# Data
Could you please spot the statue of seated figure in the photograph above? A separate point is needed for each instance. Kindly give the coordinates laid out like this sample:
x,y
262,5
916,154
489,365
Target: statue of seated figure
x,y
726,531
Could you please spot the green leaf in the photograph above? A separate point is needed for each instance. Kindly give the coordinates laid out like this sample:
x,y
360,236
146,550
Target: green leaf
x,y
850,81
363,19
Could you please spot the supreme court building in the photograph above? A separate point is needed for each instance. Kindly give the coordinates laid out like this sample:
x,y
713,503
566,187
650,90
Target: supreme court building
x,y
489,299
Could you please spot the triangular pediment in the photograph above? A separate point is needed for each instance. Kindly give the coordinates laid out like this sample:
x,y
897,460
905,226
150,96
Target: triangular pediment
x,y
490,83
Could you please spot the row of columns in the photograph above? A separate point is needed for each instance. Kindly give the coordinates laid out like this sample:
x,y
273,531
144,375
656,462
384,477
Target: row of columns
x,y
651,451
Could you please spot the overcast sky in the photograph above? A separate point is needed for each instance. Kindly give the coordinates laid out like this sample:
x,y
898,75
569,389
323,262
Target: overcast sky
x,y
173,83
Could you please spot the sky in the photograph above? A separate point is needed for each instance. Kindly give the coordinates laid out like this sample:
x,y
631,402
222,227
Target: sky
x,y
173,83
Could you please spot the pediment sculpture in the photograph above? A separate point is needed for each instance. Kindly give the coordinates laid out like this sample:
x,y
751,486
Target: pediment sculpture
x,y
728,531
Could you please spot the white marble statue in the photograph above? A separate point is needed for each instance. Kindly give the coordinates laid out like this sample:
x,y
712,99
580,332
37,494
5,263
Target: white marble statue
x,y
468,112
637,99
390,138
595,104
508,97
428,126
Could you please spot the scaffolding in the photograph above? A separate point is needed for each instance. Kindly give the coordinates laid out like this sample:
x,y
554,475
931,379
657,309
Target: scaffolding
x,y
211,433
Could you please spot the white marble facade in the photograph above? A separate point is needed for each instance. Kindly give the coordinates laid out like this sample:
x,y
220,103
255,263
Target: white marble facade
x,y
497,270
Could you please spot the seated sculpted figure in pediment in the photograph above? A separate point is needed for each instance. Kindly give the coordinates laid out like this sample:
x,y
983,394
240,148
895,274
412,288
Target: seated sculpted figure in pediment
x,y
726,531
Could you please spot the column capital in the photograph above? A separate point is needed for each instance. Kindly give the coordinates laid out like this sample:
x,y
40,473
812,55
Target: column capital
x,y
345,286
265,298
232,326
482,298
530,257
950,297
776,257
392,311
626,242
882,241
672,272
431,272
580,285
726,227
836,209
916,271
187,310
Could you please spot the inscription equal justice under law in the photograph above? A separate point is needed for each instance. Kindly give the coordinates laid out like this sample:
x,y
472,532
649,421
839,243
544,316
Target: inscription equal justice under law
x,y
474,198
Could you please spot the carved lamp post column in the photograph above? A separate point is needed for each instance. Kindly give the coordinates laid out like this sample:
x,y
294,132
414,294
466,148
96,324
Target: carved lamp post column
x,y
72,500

# Instructions to follow
What you return should be the records above, repeated exactly.

# Exercise response
Could you please spot the statue of seated figure in the photograph above? A separate point is needed for each instance. Kindly give the coordinates laid out like this sample:
x,y
262,5
916,154
489,365
Target: statue of seated figure
x,y
726,531
Could you please spot the green leaf in the photograph above? A separate point is needed for each instance. Kindly give the coordinates laid out like this sample:
x,y
360,236
146,550
Target: green leaf
x,y
850,81
363,19
Could you please spot the supreme court building in the photograph above? A separate point is needed for each instance. Kindly give the coordinates laid out like this sample:
x,y
713,503
566,187
650,90
Target: supreme court building
x,y
489,299
Could you please spot the triangular pediment in the photograph above? A separate point is needed for each instance. Kindly give the coordinates laid out like this sample:
x,y
897,460
905,226
150,96
Target: triangular pediment
x,y
490,83
Could you please spot the row of columns in the photograph above? A separate point is needed for each instance. Kindly give the coordinates laid out like this sample:
x,y
273,531
144,375
656,462
384,477
Target: row of columns
x,y
651,451
Could you please spot the overcast sky in the photograph above? A separate point is needed for each instance. Kindly give the coordinates laid out like this sample:
x,y
898,75
569,389
323,262
Target: overcast sky
x,y
173,83
Could you please spot the sky in the photograph above? A separate point is needed for each instance. Kindly give the coordinates laid out like this sample:
x,y
631,402
222,227
Target: sky
x,y
173,83
Could you please spot the pediment sculpture in the photograph above? A separate point is needed for each instance. Kindly give the coordinates laid out like this sample:
x,y
751,486
Target: pediment sculpture
x,y
728,531
Could you please spot the white marble statue in the photograph above? A separate point is needed for each instance. Kindly give the coordinates laid out like this sample:
x,y
712,99
580,332
37,494
5,263
Target: white marble statue
x,y
468,112
637,99
390,138
595,104
508,97
428,126
Could you please spot the scaffolding in the photograph above? A separate point is needed for each instance. Kindly give the coordinates laid out like this sample:
x,y
554,475
931,379
657,309
Target: scaffolding
x,y
211,433
Could you please spot the white marble facade in the photograph above? A separate point is needed for each instance. Kindly give the coordinates laid out like this sample:
x,y
220,103
255,263
Target: white marble facade
x,y
497,270
Could you please spot the seated sculpted figure in pediment in the photograph above? A separate point is needed for each instance. Kindly give the coordinates laid out like this sample:
x,y
983,394
240,148
895,274
412,288
Target: seated sculpted figure in pediment
x,y
726,531
Could you please spot the column capital in the photograph above? A separate point is needed for each instance. Kindly give the coordinates laid out like this sample:
x,y
40,473
812,55
Target: column capital
x,y
345,286
265,298
232,326
482,298
530,257
950,297
776,257
392,311
626,242
882,241
672,272
431,272
580,285
726,227
836,209
916,271
187,310
Could you please spot the inscription equal justice under law in the photograph above? A separate point is needed for each instance. Kindly give the coordinates laid out like this sample:
x,y
472,532
649,421
839,243
544,316
Target: inscription equal justice under law
x,y
474,198
Could you please spot the carved lamp post column in the photograph above? A separate point is needed for each instance. Kindly give the coordinates laid out like this sample:
x,y
294,132
414,294
466,148
96,324
Target: carved lamp post column
x,y
72,500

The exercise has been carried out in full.